■ **TASK TO COMPLETE**
Below are the records; restate word for word the lines from the first through the one containing "positive clicks: (23, 148)", and only those.

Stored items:
##########
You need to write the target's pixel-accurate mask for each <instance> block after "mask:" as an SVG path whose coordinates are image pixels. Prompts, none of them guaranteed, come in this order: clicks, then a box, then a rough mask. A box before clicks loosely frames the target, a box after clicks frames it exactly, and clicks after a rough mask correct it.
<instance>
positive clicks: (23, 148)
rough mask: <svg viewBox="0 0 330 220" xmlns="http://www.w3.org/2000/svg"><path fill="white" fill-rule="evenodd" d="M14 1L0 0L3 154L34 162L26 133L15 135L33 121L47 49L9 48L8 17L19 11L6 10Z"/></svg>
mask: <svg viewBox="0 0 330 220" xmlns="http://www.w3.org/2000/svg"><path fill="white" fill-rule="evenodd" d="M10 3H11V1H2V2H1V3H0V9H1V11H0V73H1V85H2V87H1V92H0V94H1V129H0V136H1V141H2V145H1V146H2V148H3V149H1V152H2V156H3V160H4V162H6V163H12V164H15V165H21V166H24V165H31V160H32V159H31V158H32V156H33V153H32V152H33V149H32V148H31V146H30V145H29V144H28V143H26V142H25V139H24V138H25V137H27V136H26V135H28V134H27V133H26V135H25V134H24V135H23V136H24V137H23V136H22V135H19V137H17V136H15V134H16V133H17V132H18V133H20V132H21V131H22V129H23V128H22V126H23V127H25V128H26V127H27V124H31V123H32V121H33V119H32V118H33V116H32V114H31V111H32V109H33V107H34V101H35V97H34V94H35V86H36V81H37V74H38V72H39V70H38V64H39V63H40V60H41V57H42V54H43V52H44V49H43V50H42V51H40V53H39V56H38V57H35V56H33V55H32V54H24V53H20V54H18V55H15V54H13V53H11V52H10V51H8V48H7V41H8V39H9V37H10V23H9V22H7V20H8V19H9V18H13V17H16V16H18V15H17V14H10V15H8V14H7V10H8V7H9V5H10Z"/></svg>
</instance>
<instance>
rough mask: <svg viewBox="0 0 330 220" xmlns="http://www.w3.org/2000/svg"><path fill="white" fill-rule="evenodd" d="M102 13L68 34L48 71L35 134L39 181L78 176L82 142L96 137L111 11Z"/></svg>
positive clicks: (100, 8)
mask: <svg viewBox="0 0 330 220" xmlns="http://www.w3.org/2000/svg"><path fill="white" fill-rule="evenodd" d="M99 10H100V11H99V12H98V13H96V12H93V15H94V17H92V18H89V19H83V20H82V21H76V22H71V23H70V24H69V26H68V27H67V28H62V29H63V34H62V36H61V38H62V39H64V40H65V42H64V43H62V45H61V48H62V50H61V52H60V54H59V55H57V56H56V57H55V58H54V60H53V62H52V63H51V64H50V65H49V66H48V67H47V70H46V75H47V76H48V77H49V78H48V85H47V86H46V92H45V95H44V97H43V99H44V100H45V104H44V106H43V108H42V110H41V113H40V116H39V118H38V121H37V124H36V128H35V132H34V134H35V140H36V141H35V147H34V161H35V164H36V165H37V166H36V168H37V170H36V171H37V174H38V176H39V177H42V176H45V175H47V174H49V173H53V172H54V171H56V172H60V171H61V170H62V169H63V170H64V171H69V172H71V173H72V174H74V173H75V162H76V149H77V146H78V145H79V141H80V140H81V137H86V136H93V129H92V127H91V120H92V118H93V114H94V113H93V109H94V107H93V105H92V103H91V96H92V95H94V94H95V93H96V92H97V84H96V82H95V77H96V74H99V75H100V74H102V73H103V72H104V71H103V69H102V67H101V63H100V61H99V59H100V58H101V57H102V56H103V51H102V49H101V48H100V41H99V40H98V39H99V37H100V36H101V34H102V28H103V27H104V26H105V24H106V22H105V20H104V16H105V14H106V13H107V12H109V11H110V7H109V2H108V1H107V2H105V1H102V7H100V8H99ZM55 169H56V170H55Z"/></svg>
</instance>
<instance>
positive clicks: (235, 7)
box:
##########
■ **TASK OUTPUT**
You need to write the target's pixel-accurate mask for each <instance> block after "mask:" as an SVG path whose coordinates are image pixels. Prompts, none of them guaranteed, come in this order: clicks, then a box, then a rough mask. A box before clicks loosely frames the target, a box after clicks frames it exactly, and clicks after a rough mask correct it.
<instance>
positive clicks: (23, 148)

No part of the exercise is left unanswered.